### USING THE INFORMATION
1) Which five expressions does the passage on Keats's autumn poem quote as appeal to the auditory sense?
2) Could you continue the passage on Keats's autumn poem from its final sentence?

### EXCERPT PROVIDED

┄┄┄┄┄┄┄┄┄┄

Some examples of words which appeal to our auditory sense are contained mostly in stanza 3, where John Keats is discussing Autumn’s song, which many people forget about. Keats reinforces in this stanza that Autumn is just as important as any other season using the expressions,
‘wailful choir the small gnats mourn’, ‘full grown lambs loud bleat..’, ‘hedge crickets sing; and now with treble soft’, ‘red-breast whistles’, ‘gathering swallows twitter in the skies’. These animals seem to be using their own way of communication and singing, reading those lines gives the reader the idea that they are sad. This shows that even the animals are sad that it is the end of Autumn , with the small gnats mourning, the lambs now fully grown, the swallows gathering to migrate for winter and the robin red breasts arriving, one of the many signs of winter approaching, as robins are the symbolic birds of our winters. This shows nature from a fresh perspective as not many people think of all the different animal’s feelings at times like this, but now looking at this poem we can think about the animals and see that they mourn for Autumn.

┄┄┄┄┄┄┄┄┄┄

### DATA LISTING

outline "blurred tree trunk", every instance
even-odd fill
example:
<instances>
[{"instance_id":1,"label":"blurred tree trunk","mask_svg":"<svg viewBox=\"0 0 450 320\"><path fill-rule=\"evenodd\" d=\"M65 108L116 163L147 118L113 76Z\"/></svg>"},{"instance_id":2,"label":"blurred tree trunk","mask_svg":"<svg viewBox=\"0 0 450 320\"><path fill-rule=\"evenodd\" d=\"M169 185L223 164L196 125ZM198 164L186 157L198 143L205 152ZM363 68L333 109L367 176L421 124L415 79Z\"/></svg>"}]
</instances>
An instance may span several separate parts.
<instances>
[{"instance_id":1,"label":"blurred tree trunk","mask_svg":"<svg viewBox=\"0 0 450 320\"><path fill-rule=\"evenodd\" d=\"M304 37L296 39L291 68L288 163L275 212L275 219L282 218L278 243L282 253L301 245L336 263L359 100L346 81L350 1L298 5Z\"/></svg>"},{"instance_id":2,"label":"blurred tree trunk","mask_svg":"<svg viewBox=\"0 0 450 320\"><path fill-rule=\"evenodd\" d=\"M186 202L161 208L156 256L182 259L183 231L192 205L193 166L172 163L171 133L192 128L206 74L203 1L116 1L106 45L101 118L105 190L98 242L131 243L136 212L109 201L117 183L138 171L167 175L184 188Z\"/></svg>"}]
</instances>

┄┄┄┄┄┄┄┄┄┄

### ANSWERS BY ITEM
1)
- 'wailful choir the small gnats mourn'
- 'full grown lambs loud bleat..'
- 'hedge crickets sing; and now with treble soft'
- 'red-breast whistles'
- 'gathering swallows twitter in the skies'

2)
Alliteration is another common technique used by John Keats, being used several times throughout “To Autumn”. The opening line of the poem includes effective alliteration,
‘Season of mists and mellow fruitfulness’
The ‘M’ sound gets you thinking of the idea that the fruit was perfect, and from another view John Keats could be starting his poem like this because he may think Autumn is a perfect season as throughout the poem Keats constantly glorifies Autumn. Another example of alliteration is used successfully in stanza 2, the effectiveness is the way that the reader gets the sound and can imaging the movement of the wind with the ‘W’ being stressed on in the expression,
‘winnowing wind’.
Ultimately, one last example of alliteration comes in stanza 1,
‘And fill all fruit with ripeness to the core’,
The way that you tend to say the words ‘fill’ and ‘fruit’ is if your mouth is filled, this gives the effect of imagining the great amounts of fruit and how juicy and ripe they are.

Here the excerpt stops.